Information:
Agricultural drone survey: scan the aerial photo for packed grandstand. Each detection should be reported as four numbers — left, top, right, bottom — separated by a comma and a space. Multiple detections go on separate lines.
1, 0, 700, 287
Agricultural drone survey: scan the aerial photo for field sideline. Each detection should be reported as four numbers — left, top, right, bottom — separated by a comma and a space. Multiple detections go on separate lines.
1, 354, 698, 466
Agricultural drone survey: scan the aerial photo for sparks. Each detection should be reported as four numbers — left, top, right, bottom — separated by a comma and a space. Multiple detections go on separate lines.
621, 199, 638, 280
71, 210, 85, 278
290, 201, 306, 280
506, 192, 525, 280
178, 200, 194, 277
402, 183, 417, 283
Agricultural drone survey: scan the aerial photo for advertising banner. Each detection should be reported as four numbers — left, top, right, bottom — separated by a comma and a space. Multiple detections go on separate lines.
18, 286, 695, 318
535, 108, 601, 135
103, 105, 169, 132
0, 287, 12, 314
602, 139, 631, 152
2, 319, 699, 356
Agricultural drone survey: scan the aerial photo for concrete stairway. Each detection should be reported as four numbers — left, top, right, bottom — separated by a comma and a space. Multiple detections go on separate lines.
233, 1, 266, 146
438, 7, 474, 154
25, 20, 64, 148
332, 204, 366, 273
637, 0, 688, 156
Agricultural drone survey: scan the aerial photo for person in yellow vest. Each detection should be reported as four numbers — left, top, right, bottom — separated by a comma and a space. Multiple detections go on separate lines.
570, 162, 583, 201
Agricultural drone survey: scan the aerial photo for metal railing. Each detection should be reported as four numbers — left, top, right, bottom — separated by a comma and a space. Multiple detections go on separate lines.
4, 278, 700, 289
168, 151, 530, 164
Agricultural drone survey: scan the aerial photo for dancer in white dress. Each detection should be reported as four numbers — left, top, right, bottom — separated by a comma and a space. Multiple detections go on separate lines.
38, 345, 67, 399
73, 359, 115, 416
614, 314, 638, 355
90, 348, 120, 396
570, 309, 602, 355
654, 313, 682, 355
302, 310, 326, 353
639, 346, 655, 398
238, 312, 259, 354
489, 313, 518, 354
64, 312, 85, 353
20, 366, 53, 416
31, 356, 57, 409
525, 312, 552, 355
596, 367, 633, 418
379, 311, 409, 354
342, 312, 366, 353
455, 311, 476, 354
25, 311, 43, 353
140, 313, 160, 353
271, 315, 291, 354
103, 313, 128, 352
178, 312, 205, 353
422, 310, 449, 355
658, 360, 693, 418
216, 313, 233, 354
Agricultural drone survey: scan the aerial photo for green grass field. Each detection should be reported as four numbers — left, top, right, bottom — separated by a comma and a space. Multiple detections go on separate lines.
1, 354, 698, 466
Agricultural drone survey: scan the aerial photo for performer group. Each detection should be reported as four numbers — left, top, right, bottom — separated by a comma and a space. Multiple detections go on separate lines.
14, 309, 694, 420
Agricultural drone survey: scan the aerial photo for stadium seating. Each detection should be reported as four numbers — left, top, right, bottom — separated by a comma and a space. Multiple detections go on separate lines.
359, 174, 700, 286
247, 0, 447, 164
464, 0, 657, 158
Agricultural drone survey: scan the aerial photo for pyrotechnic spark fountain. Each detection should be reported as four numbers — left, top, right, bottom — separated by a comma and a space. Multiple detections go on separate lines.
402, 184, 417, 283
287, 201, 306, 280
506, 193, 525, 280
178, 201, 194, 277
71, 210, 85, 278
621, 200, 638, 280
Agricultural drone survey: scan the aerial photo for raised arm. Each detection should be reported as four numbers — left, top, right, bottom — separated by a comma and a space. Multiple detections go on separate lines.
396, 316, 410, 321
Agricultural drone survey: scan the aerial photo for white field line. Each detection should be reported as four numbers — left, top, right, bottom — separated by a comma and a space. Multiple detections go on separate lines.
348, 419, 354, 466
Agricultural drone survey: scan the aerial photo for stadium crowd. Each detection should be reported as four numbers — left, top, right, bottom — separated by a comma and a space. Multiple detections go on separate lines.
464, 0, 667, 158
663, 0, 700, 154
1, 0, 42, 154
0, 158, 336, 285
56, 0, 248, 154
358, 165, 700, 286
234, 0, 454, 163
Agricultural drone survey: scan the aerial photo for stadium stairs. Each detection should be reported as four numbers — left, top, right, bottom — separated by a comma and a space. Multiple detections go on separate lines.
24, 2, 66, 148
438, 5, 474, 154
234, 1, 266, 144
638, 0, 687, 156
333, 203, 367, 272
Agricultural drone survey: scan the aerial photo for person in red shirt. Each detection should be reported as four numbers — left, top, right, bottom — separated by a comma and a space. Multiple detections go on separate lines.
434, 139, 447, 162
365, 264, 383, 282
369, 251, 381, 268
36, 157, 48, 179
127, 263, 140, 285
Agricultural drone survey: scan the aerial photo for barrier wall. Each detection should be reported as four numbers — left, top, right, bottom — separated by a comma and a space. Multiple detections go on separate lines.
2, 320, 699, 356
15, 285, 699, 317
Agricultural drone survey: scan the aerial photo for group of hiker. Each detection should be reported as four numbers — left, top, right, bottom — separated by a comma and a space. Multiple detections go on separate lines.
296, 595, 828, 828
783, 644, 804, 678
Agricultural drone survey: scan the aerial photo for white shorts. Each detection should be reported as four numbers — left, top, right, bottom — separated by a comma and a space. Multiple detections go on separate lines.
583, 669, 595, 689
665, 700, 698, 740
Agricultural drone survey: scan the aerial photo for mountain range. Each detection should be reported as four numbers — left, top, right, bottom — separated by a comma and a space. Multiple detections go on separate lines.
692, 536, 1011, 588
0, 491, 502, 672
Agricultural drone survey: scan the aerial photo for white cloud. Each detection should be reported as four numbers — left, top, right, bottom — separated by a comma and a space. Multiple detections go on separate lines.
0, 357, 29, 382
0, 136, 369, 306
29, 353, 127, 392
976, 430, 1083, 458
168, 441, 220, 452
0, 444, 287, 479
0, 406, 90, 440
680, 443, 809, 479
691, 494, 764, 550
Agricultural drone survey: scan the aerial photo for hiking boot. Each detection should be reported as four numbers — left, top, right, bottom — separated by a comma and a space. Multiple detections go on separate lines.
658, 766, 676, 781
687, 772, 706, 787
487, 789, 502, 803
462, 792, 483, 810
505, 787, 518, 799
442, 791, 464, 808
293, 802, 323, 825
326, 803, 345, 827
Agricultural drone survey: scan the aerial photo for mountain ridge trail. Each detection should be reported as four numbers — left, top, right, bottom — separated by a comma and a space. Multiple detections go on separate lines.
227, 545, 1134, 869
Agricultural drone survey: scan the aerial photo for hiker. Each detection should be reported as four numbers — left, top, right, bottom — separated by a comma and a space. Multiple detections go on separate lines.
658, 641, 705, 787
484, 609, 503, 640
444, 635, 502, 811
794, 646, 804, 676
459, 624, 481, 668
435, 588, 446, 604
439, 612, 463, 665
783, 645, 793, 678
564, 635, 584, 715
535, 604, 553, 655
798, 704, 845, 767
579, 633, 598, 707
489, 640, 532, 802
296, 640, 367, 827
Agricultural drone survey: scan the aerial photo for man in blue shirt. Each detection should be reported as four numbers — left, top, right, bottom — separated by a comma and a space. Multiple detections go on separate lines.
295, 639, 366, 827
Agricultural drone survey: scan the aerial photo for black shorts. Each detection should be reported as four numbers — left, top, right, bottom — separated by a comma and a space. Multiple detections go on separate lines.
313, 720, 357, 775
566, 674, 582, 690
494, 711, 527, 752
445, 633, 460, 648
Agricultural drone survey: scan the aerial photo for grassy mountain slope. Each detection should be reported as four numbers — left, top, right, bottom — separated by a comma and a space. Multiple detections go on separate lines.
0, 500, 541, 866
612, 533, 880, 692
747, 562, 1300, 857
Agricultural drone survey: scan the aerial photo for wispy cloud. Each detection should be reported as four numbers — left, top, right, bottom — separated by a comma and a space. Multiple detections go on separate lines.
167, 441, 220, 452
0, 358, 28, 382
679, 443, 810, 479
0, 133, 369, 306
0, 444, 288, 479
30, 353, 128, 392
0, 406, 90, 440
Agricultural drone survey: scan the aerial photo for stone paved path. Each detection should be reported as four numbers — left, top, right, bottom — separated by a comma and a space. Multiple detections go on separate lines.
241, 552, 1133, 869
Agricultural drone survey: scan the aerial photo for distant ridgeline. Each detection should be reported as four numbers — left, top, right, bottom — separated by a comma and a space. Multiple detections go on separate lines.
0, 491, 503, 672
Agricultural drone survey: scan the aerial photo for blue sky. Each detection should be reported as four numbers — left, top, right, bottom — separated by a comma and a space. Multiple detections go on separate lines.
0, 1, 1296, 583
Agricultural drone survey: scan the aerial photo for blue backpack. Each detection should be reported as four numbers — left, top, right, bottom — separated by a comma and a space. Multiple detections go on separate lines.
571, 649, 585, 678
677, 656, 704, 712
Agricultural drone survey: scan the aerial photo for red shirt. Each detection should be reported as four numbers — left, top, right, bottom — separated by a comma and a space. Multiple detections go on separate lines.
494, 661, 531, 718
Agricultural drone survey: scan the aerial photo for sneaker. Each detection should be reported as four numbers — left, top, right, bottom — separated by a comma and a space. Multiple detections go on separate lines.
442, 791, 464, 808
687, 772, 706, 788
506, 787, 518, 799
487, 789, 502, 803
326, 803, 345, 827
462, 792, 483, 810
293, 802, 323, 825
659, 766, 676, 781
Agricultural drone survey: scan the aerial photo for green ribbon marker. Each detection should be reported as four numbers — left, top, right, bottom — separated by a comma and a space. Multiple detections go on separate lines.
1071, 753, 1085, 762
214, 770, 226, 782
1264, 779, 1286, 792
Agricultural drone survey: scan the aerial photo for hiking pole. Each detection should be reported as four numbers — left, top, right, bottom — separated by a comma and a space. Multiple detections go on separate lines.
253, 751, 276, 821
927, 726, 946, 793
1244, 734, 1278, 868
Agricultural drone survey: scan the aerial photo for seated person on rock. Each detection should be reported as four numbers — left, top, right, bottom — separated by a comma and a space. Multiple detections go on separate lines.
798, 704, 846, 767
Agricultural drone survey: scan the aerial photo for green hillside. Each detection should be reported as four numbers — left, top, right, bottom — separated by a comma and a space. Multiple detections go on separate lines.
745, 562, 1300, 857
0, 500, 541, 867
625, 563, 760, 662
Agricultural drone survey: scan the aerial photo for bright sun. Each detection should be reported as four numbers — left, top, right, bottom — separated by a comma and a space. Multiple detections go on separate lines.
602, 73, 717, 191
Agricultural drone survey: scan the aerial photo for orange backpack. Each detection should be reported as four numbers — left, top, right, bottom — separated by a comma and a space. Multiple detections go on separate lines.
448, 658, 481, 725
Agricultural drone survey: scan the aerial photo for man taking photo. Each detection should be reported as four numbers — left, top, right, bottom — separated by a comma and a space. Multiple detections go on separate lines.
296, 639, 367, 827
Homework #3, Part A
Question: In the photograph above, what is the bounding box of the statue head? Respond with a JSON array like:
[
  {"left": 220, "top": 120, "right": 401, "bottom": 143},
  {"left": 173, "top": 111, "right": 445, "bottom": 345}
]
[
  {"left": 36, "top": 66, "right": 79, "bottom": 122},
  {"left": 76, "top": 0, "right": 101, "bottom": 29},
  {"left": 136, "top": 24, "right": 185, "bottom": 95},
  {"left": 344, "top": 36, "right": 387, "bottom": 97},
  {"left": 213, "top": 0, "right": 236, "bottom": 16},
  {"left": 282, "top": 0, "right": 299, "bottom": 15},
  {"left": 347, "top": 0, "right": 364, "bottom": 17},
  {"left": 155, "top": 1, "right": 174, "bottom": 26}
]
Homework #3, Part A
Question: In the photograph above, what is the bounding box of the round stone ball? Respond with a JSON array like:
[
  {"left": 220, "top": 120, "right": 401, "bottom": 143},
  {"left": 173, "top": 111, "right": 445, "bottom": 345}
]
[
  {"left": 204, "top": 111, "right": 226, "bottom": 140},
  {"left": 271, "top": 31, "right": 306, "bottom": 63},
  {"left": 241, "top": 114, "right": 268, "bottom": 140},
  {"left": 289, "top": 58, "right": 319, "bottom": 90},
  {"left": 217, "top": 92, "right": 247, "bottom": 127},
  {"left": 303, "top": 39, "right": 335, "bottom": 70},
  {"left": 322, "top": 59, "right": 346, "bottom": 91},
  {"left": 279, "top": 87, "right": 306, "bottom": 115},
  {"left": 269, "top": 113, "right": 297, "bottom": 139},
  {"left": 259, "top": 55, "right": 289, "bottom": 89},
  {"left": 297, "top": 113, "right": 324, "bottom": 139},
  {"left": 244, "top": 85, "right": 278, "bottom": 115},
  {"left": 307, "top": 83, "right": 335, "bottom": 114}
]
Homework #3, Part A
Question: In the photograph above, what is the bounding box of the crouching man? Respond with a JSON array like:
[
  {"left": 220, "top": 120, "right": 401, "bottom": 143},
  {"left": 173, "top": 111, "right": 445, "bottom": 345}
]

What is needed: Answer with a number only: how many lines above include the word "like"?

Solution for this task: 3